::: Quoted passage :::

The number of deaths recorded in England and Wales was 52% higher in the third week of this year than during the same week of 2019, the Continuous Mortality Investigation (CMI) has revealed.
Overall, there were 6,428 more deaths between 16 and 22 January than during the corresponding week of 2019, bringing the total number of 'excess' deaths since the start of the pandemic to around 91,900.
Cobus Daneel, chair of the CMI's Mortality Projections Committee, said: “Excess deaths continue to rise. In week three, death rates were more than 50% higher than we would normally expect to see at this time of year.
“This level of excess deaths was only exceeded during the peak of the first wave of the pandemic.”
Owned by the Institute and Faculty of Actuaries, the CMI has been publishing analysis of the UK's mortality rate during the coronavirus crisis through its mortality monitor.
It treats deaths during the pandemic as those recorded from 29 February 2020, while those in the second wave are registrations since 12 September 2020.
Of the estimated 91,900 excess deaths recorded in the UK, 31,200 have occurred in the second wave.
The latest update comes after the CMI revealed earlier this month that the annual increase in deaths across England and Wales in 2020 was higher than in any year since the Great Depression.
However, it has said that it will place no weight on 2020 data when it releases its next model for projecting UK mortality rates, which is expected in March.
This is due to the impact of the coronavirus pandemic on death rates, which have been well outside the range of year-on-year changes seen over the past four decades.
While 2020 data will affect actuarial calculations, the CMI said that this is likely to be an outlier, and not indicative of the future path that mortality rates will follow.
“Once the model has been released, users will be able to adjust various model parameters to reflect their views,” Daneel said. “This will allow them to place partial or full weight on the 2020 data if they wish.”
The CMI intends to publish its next mortality monitor for week four of 2021 on Tuesday 9 February 2021.

::: Entries provided :::

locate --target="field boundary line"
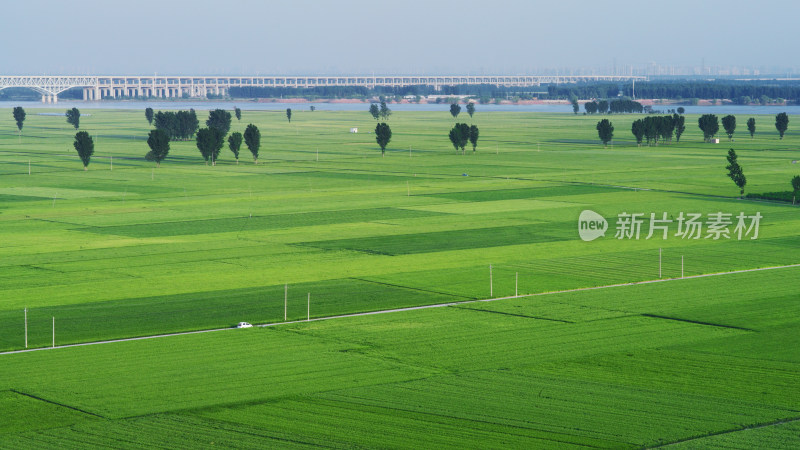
[647,417,800,448]
[8,389,106,419]
[0,263,800,355]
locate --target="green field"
[0,107,800,448]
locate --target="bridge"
[0,75,647,103]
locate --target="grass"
[0,110,800,448]
[0,268,800,448]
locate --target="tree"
[144,106,153,125]
[72,131,94,170]
[792,175,800,205]
[375,122,392,156]
[672,113,686,142]
[725,149,747,196]
[144,128,169,167]
[697,114,719,142]
[448,123,477,155]
[597,119,614,146]
[12,106,25,134]
[450,103,461,119]
[469,125,480,153]
[66,108,81,130]
[467,102,475,118]
[228,131,242,164]
[197,127,225,166]
[722,114,736,141]
[206,109,231,136]
[775,113,789,139]
[244,123,261,164]
[631,119,644,147]
[381,100,392,120]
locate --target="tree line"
[583,99,644,114]
[542,80,800,101]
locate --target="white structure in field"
[0,75,646,103]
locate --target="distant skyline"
[0,0,800,76]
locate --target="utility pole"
[489,264,494,298]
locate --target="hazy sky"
[0,0,800,75]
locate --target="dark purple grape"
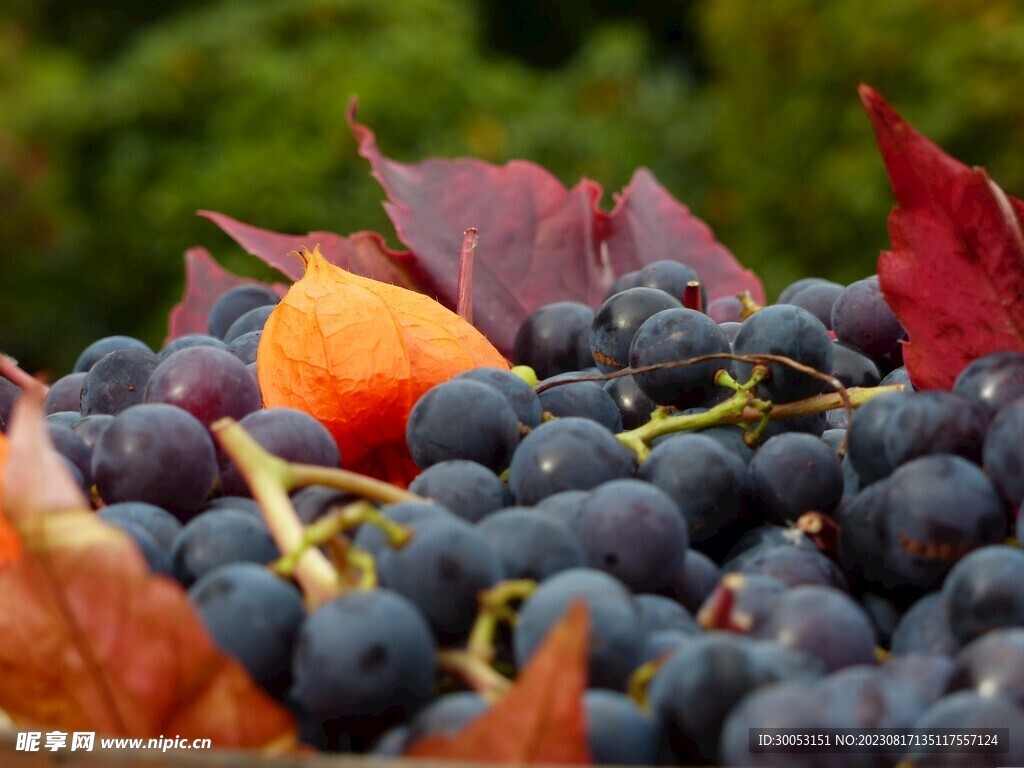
[630,259,708,306]
[157,334,227,360]
[513,568,643,690]
[188,562,305,698]
[406,379,519,472]
[81,348,160,416]
[92,403,217,520]
[71,414,114,449]
[219,408,341,496]
[171,509,281,587]
[946,630,1024,707]
[883,390,987,468]
[455,367,544,427]
[732,544,850,592]
[833,341,882,387]
[291,589,436,746]
[648,633,821,765]
[0,376,22,432]
[226,331,263,366]
[953,350,1024,418]
[638,434,749,547]
[47,424,92,485]
[633,594,700,635]
[512,301,594,379]
[476,507,586,582]
[750,432,843,523]
[831,278,906,359]
[719,680,833,768]
[43,371,85,415]
[982,396,1024,509]
[732,304,836,402]
[839,454,1007,604]
[754,585,878,672]
[540,373,623,432]
[899,691,1024,768]
[777,280,844,330]
[569,479,689,592]
[942,545,1024,645]
[409,459,510,522]
[97,502,181,554]
[583,689,662,765]
[705,296,743,325]
[224,304,275,346]
[604,376,657,429]
[144,346,260,427]
[73,336,153,373]
[629,307,732,409]
[890,592,961,656]
[210,285,281,339]
[660,549,722,613]
[377,515,505,644]
[509,417,633,506]
[590,287,683,373]
[847,392,911,485]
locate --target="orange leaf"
[256,248,508,485]
[0,432,22,569]
[407,602,591,765]
[0,390,296,749]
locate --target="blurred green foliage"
[0,0,1024,376]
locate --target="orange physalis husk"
[256,248,509,486]
[0,432,22,568]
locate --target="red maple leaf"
[859,85,1024,389]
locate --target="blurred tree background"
[6,0,1024,377]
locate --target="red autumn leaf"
[199,211,431,293]
[348,100,764,355]
[407,602,591,765]
[0,389,296,751]
[167,248,286,341]
[859,85,1024,389]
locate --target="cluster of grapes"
[0,262,1024,766]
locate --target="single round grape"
[629,307,732,409]
[73,336,153,373]
[476,507,587,582]
[590,287,683,373]
[157,334,227,360]
[406,379,519,472]
[942,545,1024,645]
[831,278,906,359]
[509,417,633,506]
[188,562,305,698]
[952,350,1024,418]
[291,589,436,741]
[220,408,341,496]
[171,509,281,587]
[512,301,594,379]
[81,348,160,416]
[209,285,281,339]
[732,304,836,402]
[43,371,85,415]
[92,403,217,520]
[409,459,510,522]
[569,478,689,592]
[143,346,260,427]
[750,432,843,523]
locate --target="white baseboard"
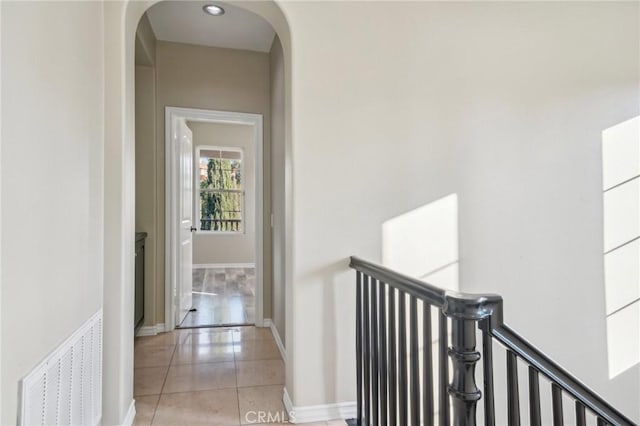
[282,388,357,424]
[136,323,166,336]
[192,263,256,269]
[122,399,136,426]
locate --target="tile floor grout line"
[149,340,180,426]
[160,340,179,396]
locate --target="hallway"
[180,267,256,328]
[134,327,286,426]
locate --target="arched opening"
[103,1,291,424]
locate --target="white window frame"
[193,145,247,235]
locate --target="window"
[196,147,244,233]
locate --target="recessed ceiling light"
[202,4,224,16]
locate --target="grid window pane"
[198,148,244,232]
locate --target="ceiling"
[147,1,275,52]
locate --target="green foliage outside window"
[200,158,242,231]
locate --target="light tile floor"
[180,268,255,327]
[134,326,345,426]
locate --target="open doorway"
[165,107,264,328]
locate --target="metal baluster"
[389,287,398,425]
[551,383,564,426]
[378,282,389,425]
[409,296,420,426]
[371,278,380,425]
[438,310,449,426]
[480,319,496,426]
[576,401,587,426]
[398,291,408,426]
[422,300,433,425]
[362,275,371,425]
[356,272,362,425]
[507,351,520,426]
[529,366,542,426]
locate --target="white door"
[176,119,195,325]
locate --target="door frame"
[164,106,264,331]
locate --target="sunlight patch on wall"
[602,116,640,378]
[382,194,459,291]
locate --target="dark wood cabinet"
[133,232,147,330]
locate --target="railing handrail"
[349,256,636,426]
[349,256,502,321]
[488,324,635,426]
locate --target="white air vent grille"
[18,309,102,426]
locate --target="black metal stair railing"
[350,257,637,426]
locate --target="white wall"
[269,36,286,343]
[0,2,104,424]
[187,121,256,264]
[282,2,640,420]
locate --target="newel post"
[447,318,482,426]
[442,293,502,426]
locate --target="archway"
[102,0,292,424]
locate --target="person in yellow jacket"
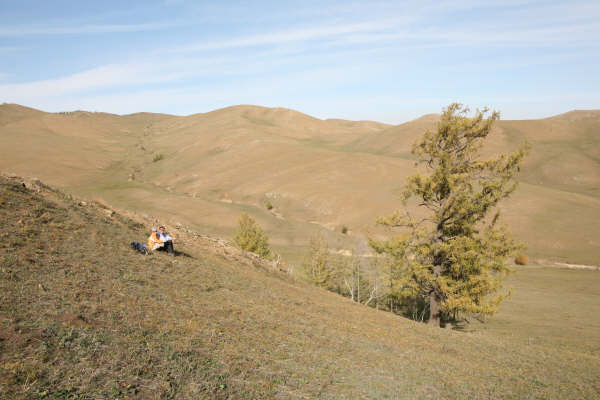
[148,228,165,250]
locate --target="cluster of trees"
[236,104,528,326]
[304,232,427,321]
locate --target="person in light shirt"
[158,226,175,255]
[148,227,165,251]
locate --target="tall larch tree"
[371,103,528,326]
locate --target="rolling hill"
[0,177,600,399]
[0,104,600,264]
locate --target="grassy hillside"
[0,178,600,399]
[0,105,600,265]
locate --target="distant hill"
[0,105,600,264]
[0,176,599,399]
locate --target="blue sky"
[0,0,600,123]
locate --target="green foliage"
[371,104,527,324]
[304,232,332,287]
[515,254,529,265]
[233,213,271,258]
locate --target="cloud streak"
[0,22,175,37]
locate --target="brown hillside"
[0,105,600,264]
[0,177,600,399]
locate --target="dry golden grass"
[0,105,600,264]
[0,178,600,399]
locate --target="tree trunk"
[427,290,441,327]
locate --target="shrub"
[515,254,529,265]
[233,213,271,258]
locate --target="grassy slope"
[0,178,600,399]
[0,105,600,264]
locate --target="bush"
[233,213,271,258]
[515,254,529,265]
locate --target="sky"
[0,0,600,124]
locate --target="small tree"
[305,232,332,288]
[233,213,271,258]
[371,104,527,326]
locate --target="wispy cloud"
[166,18,406,53]
[0,22,175,37]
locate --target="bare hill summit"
[0,177,600,399]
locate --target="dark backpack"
[131,242,148,254]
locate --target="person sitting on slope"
[158,226,175,256]
[148,227,165,251]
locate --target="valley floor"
[0,178,600,399]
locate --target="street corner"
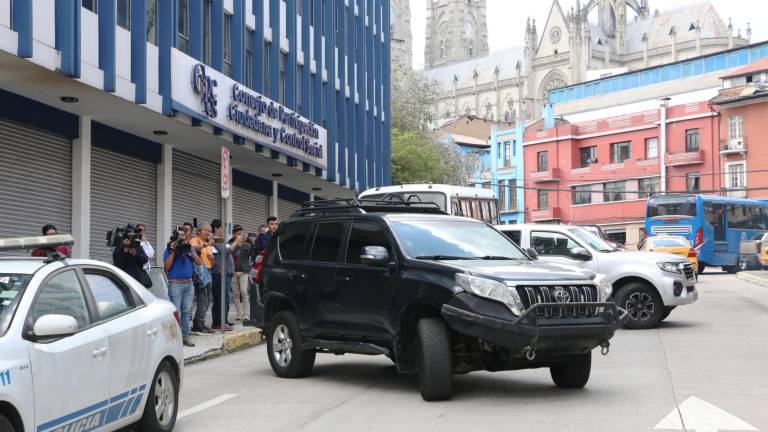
[736,270,768,288]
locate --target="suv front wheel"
[417,318,453,401]
[267,311,315,378]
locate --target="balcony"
[664,150,704,166]
[720,137,747,155]
[531,207,560,222]
[531,168,560,183]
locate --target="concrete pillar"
[155,144,171,265]
[72,117,91,258]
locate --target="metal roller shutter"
[277,199,301,222]
[91,146,158,263]
[232,186,269,233]
[172,150,221,225]
[0,119,72,243]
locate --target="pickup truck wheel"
[417,318,453,401]
[267,311,315,378]
[549,351,592,388]
[616,282,664,330]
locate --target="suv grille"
[516,285,600,318]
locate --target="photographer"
[112,225,151,286]
[163,224,203,347]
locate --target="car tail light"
[251,250,267,284]
[693,228,704,249]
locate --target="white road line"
[177,394,237,420]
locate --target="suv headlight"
[593,273,613,301]
[456,273,523,316]
[656,262,683,273]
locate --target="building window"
[278,53,287,105]
[117,0,131,30]
[611,141,632,163]
[536,151,549,172]
[725,163,747,189]
[579,146,597,168]
[538,190,549,210]
[572,185,592,205]
[637,177,659,199]
[603,181,626,202]
[176,0,189,54]
[245,29,253,88]
[146,0,157,45]
[685,173,701,193]
[83,0,99,13]
[728,116,744,139]
[685,129,699,153]
[223,14,232,77]
[203,0,213,65]
[645,137,659,159]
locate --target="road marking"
[177,394,237,420]
[654,396,757,432]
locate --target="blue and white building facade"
[0,0,391,259]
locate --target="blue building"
[0,0,391,259]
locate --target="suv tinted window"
[309,222,345,262]
[277,223,312,261]
[347,222,392,264]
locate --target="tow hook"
[600,341,611,355]
[523,345,536,361]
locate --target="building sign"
[171,49,328,169]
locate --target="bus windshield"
[648,197,696,217]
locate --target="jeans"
[211,273,232,327]
[168,280,195,337]
[232,272,251,320]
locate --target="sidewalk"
[736,270,768,288]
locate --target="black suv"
[257,200,622,400]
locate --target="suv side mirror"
[571,248,592,261]
[32,314,77,338]
[360,246,389,266]
[525,248,539,260]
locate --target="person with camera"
[163,224,203,347]
[228,225,250,321]
[112,224,152,287]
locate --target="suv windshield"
[392,219,528,260]
[0,273,32,336]
[568,228,613,252]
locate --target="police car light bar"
[0,234,75,251]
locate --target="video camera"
[168,225,192,255]
[107,225,141,248]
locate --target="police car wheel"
[0,414,16,432]
[138,362,179,432]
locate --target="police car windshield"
[0,273,32,337]
[392,219,528,260]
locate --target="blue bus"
[645,194,768,274]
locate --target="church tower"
[424,0,488,69]
[389,0,413,67]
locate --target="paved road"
[177,273,768,432]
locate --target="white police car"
[0,235,183,432]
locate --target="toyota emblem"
[553,287,571,303]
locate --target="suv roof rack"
[291,198,448,217]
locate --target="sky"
[410,0,768,69]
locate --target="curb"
[184,328,264,365]
[736,272,768,288]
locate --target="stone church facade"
[422,0,751,122]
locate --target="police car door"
[25,268,110,432]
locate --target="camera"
[107,225,141,248]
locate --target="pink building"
[523,101,722,246]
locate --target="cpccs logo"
[192,63,219,118]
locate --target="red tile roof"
[720,57,768,78]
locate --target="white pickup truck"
[496,224,698,329]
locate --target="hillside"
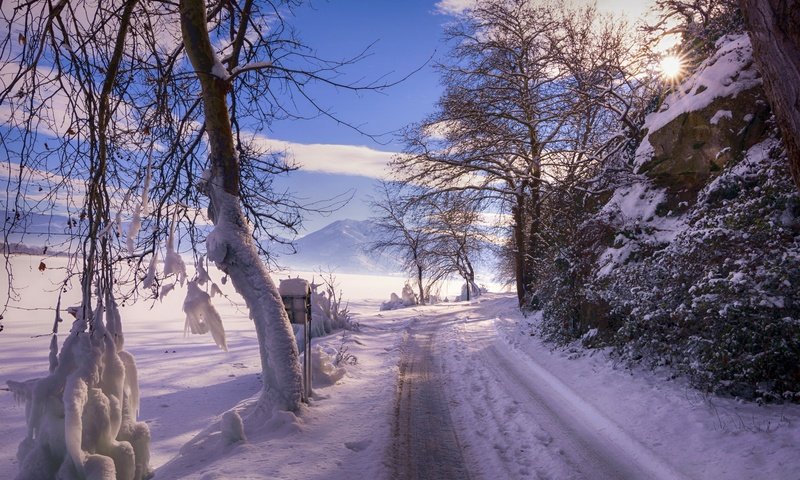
[280,219,400,274]
[541,35,800,401]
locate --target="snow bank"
[635,33,761,166]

:::

== Exercise goal ==
Can you summarize the article on excess deaths above in two sentences?

== Response area ==
The CMI reported that deaths in England and Wales in the third week of this year were 52% higher than in the same week of 2019, bringing excess deaths since the start of the pandemic to around 91,900. The CMI will place no weight on 2020 data in its next model for projecting UK mortality rates, expected in March, though users will be able to adjust model parameters to give that data partial or full weight.